◆ Your tasks
1: In the organic recipe text, how long should the tart bake once the custard mixture has been strained over the apples?
2: Pull out the passage of the organic recipe text that begins with the words containing "2-3 organic apples" and ends with "glaze (see recipe)".

◆ Excerpted text
He challenged them to prove him wrong.  This galvanized the Soil Association and others to take action.  They collected all the research that had been done.   Anything that didn’t stand up to peer review was discounted and the remainder was published in a book entitled ‘Organic farming, food quality and human health’ – A review of the evidence’

(available from the Soil Association price £12 – ISBN 0 905200 80 2) Tel 0044 117 314 5000.  Since then a number of important research projects are underway in the University of Newcastle (


For all the recipes below please try and use as many organic products as is possible.


Organic Apple and Custard Tart


Pears, gooseberries, apricots, rhubarb and plums are also good and the custard could be flavoured with a little cinnamon instead of vanilla if you want to ring the changes.

Serves 10-12



8 ozs (225g) plain organic flour

6 ozs (170g) butter

pinch of salt

1 dessertspoon icing sugar

a little beaten organic free range egg or egg yolk and water to bind



2-3 organic apples

1/2 pint (300ml) cream

2 large or 3 small eggs

2 tablespoons castor sugar

1 teaspoon pure vanilla essence 

4-6 tablespoons apricot glaze (see recipe)


1 x 12 inch (30.5cm) tart tin or 2 x 7 inch (18cm) tart tins


Make the shortcrust pastry in the usual way (see recipe) and leave to relax in a fridge for 1 hour. Line a tart tin (or tins), with a removable base and chill for 10 minutes. Line with paper and fill with dried beans and bake blind in a moderate oven 180C/350F/gas mark 4 for 15-20 minutes. Remove the paper and beans, paint the tart with a little egg wash and return to the oven for 3 or 4 minutes.  Allow to cool, then paint the base with apricot glaze.


Peel the apples, quarter, core and cut into even slices about one-eight inch thick. Arrange one at a time as you slice to form a circle inside the tart, the slices should slightly overlap on the inside, fill the centre likewise. Whisk the eggs well, with the sugar and vanilla essence, add the cream. Strain this mixture over the apples and bake at 180C/350F/gas mark 4, for 35 minutes. When the custard is set and the apples are fully cooked, brush generously with apricot glaze and serve warm with a bowl of whipped cream.


NB:  The apricot glaze here is essential for flavour not just for appearance.


Shortcrust Pastry

Sieve the flour and sugar into a bowl, cut the butter into cubes and rub into the flour with the fingertips. Keep everything as cool as possible; if the fat is allowed to melt the finished pastry may be tough. When the mixture looks like coarse breadcrumbs, stop. Whisk the egg yolk and add the water.

Take a fork or knife (whichever you feel most comfortable with) and add just enough liquid to bring the pastry together, then discard the fork and collect the pastry into a ball with your hands. This way you can judge more accurately if you need a few more drops of liquid. Although slightly damp pastry is easier to handle and roll out, the resulting crust can be tough and may well shrink out of shape as the water evaporates in the oven. The drier and more difficult-to-handle pastry will give a crisper shorter crust.

[Items from a dataset]
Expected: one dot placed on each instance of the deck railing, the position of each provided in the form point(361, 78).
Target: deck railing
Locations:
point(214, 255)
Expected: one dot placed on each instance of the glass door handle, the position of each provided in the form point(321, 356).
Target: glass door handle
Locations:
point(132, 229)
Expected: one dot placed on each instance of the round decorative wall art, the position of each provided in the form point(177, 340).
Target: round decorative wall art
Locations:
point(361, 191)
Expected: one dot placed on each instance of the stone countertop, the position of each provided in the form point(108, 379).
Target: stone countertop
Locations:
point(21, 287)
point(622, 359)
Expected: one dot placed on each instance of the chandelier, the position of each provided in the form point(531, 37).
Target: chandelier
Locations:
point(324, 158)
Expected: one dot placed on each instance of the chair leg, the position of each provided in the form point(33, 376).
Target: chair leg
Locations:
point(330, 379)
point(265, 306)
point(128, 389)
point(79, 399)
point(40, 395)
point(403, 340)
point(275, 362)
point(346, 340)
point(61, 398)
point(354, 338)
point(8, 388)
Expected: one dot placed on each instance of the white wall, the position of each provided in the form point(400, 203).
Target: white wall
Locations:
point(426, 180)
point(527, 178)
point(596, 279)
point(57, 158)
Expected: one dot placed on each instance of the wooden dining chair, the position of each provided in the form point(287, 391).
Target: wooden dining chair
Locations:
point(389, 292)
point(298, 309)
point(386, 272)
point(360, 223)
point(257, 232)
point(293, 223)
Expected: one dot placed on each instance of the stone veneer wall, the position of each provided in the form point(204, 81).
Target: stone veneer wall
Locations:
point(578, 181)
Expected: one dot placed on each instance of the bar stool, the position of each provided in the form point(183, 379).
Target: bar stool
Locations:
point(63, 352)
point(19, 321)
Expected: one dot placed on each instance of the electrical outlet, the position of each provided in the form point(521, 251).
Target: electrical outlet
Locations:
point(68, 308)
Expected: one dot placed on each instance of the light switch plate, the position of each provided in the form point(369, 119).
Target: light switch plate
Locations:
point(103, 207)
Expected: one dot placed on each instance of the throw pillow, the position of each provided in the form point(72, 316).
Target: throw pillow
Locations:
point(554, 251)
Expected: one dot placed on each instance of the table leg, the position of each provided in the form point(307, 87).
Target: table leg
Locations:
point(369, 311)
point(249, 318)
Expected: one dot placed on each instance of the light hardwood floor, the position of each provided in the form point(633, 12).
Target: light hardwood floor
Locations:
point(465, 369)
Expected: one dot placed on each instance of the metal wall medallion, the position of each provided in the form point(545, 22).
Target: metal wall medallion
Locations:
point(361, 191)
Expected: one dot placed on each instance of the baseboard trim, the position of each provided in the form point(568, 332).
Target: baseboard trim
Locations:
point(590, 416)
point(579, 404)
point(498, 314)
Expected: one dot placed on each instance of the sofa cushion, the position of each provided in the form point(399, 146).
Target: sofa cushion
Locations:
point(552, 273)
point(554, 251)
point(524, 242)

◆ Outputs for the tasks
1: 35 minutes at 180C/350F/gas mark 4.

2:
2-3 organic apples

1/2 pint (300ml) cream

2 large or 3 small eggs

2 tablespoons castor sugar

1 teaspoon pure vanilla essence 

4-6 tablespoons apricot glaze (see recipe)